start PAGE EXCERPT
I set up the directory option in supervisord.conf and I used relative path in command option like this.

[supervisord]
http_port=/var/tmp/supervisor.sock ; (default is to run a UNIX domain socket server)
logfile=/var/log/supervisor/supervisord.log ; (main log file;default $CWD/supervisord.log)
logfile_maxbytes=50MB       ; (max main logfile bytes b4 rotation;default 50MB)
logfile_backups=10          ; (num of main logfile rotation backups;default 10)
loglevel=info               ; (logging level;default info; others: debug,warn)
pidfile=/var/run/supervisord.pid ; (supervisord pidfile;default supervisord.pid)
nodaemon=false              ; (start in foreground if true;default false)
minfds=1024                 ; (min. avail startup file descriptors;default 1024)
minprocs=200                ; (min. avail process descriptors;default 200)
directory=/root             ; (default is not to cd during start)

[supervisorctl]
serverurl=unix:///var/tmp/supervisor.sock ; use a unix:// URL  for a unix socket

[program:test]
directory=/root/test
command=python ./test.py
autostart=true

In python script, I used relative path like this.
end PAGE EXCERPT
start DATA LINES
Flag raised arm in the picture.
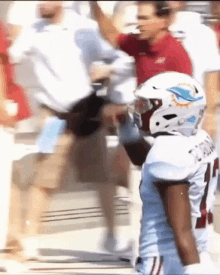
end DATA LINES
* [WHAT TO WORK ON]
(a) In the supervisord post, translate this sentence into Spanish: "I set up the directory option in supervisord.conf and I used relative path in command option like this."
(b) Rewrite the block of the supervisord post that begins "[program:test]" as a short bulleted list, keeping each of its settings.
(c) Carry on the supervisord post after its final sentence, "In python script, I used relative path like this."

* [ANSWERS TO THE PROBLEMS]
(a) Configuré la opción directory en supervisord.conf y usé una ruta relativa en la opción command, así.

(b)
- Program name: test
- Working directory: /root/test
- Command: python ./test.py
- Starts automatically: yes (autostart=true)

(c)
textfile = open('./textfile')

I can successfully execute this python script by python ./test.py on /root/test directory. But when I started supervisor, I got this error.

python: can't open file './test.py': [Errno 2] No such file or directory

Next, I used absolute path in command option of supervisor.conf like this.

[program:test]
directory=/root/test
command=python /root/test/test.py

And I got this error.

Traceback (most recent call last):
  File "/root/test/test.py", line 6, in <module>
    textfile = open('./textfile')
IOError: [Errno 2] No such file or directory: './textfile'

Is there no way to set up the directory on where the script is executed?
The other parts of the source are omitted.